Problem to work on:
Return the data below exactly, but only from the line containing "Target: green fern frond" through the line containing "Target: short sleeve", with both of those lines included.

[Point-per-instance localization data]
--------

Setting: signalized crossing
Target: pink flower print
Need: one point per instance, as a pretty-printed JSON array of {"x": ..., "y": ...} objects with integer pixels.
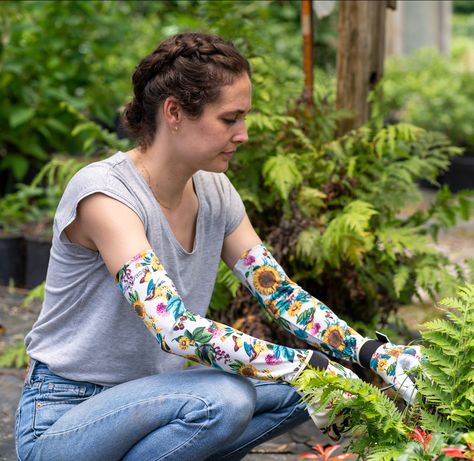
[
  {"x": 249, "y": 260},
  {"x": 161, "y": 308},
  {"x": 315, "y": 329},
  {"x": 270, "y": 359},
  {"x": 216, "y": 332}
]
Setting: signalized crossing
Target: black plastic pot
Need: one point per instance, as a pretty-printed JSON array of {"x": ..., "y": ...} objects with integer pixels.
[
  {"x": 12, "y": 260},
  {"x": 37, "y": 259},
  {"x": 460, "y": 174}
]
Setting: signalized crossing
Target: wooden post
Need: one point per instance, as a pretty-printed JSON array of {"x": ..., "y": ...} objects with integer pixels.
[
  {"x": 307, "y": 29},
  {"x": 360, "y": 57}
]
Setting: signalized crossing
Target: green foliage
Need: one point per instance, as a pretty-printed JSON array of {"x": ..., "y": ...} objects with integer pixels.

--------

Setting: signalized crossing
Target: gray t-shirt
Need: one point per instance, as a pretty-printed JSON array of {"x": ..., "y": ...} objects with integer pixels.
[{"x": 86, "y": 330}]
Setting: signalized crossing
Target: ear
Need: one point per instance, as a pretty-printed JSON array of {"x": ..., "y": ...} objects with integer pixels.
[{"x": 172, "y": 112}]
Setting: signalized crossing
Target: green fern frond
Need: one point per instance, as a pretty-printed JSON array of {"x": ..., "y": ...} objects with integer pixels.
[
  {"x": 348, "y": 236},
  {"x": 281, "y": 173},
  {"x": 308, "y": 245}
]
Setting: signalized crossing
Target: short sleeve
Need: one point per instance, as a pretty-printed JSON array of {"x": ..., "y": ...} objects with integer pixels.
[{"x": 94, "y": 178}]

--------

Output of the exercise:
Target: green fern frond
Need: one point per instance, as a pretty-printed JSON array of {"x": ..., "y": ...} objects with integer pixels.
[
  {"x": 348, "y": 236},
  {"x": 281, "y": 173},
  {"x": 308, "y": 245}
]
Setting: signalized crossing
Target: short sleeve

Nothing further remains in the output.